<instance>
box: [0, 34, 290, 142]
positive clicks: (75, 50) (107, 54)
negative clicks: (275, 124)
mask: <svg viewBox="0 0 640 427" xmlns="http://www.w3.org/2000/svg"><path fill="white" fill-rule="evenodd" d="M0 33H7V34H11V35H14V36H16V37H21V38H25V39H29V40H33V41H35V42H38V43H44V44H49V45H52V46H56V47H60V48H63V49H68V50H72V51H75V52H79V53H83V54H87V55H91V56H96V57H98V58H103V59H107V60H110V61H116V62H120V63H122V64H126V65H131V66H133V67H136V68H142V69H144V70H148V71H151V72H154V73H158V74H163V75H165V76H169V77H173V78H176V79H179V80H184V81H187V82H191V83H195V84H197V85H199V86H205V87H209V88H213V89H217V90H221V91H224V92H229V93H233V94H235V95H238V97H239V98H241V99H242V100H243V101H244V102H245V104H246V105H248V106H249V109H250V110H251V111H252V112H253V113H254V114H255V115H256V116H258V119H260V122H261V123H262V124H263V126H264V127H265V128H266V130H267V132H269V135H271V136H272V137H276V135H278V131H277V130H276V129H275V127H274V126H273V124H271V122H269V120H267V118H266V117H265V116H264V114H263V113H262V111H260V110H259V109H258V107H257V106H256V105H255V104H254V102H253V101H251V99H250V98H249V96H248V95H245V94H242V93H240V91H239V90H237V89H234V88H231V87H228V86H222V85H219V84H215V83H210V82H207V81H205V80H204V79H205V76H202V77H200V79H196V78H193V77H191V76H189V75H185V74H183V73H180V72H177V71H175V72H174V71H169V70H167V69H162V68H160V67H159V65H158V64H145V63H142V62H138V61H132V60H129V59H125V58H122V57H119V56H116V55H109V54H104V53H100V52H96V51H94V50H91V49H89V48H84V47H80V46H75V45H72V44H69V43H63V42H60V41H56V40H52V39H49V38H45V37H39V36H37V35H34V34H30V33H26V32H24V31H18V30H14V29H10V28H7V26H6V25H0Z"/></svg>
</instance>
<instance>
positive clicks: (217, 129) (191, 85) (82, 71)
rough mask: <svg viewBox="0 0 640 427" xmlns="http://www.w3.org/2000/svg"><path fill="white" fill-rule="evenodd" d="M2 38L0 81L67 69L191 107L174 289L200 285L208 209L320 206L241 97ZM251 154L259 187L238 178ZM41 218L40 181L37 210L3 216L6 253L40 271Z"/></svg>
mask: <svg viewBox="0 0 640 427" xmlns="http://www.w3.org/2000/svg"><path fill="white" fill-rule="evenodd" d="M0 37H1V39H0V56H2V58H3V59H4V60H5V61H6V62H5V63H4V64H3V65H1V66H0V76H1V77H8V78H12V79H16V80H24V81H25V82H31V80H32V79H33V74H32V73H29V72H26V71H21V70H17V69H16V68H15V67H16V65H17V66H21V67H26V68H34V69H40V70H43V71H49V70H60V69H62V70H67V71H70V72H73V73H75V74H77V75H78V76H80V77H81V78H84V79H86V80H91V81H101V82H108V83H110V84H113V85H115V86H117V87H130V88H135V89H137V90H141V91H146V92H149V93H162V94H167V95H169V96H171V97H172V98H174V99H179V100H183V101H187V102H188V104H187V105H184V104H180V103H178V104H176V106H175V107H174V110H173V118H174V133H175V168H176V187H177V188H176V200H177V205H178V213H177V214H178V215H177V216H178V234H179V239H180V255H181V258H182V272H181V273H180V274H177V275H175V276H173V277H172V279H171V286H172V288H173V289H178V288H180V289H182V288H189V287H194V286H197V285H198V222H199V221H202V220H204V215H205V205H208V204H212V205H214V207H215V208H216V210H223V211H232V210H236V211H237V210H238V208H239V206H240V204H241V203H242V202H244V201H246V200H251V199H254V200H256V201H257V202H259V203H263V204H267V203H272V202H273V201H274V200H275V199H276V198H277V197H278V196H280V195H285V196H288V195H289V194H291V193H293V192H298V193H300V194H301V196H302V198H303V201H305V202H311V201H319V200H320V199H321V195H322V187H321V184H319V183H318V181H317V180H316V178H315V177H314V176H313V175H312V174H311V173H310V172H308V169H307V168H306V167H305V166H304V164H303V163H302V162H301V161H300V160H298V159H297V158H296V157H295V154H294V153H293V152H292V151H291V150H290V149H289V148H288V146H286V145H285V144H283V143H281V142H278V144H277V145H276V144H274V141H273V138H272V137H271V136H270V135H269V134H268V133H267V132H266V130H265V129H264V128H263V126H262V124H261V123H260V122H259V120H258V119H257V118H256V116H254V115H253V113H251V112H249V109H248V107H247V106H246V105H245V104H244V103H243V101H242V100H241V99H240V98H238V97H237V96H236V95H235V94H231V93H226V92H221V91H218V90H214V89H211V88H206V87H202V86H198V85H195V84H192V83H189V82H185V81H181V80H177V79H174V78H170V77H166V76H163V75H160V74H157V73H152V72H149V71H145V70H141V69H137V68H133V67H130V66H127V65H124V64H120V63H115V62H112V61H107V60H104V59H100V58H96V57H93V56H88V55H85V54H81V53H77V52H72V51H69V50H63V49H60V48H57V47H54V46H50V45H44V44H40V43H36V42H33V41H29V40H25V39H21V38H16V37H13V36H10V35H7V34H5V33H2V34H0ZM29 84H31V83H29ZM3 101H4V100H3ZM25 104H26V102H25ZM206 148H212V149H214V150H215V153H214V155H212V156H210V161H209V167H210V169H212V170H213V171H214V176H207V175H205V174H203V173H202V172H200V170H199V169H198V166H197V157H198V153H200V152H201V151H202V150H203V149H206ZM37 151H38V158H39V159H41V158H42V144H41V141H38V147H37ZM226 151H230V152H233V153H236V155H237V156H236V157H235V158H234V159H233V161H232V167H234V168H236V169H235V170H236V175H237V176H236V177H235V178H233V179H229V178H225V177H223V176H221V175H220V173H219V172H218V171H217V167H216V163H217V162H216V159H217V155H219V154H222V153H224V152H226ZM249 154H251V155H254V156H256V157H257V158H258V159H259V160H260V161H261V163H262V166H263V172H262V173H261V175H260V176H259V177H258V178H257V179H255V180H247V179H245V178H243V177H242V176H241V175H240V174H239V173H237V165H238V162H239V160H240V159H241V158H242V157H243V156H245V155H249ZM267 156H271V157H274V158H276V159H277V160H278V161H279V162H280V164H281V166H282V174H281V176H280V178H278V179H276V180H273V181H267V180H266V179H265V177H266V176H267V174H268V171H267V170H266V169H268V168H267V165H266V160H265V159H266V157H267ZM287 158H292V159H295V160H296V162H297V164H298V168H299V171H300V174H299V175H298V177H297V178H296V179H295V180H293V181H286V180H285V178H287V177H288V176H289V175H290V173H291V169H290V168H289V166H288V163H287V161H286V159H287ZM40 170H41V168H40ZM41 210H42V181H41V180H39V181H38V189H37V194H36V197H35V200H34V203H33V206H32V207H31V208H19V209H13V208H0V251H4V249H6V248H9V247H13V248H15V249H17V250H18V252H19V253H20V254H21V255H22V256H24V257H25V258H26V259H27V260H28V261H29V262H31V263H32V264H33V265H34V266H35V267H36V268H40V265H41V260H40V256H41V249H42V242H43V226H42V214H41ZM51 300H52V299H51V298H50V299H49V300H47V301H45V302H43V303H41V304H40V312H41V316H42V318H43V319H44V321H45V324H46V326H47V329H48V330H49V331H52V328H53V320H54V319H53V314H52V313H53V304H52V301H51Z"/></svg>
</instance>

· · ·

DESCRIPTION OF THE TASK: Set the lines down exactly, from the first line of the records to the line where "positive clicks: (75, 50) (107, 54)" appears, with both ends kept.

THE ANSWER:
<instance>
box: [0, 34, 290, 142]
positive clicks: (75, 50) (107, 54)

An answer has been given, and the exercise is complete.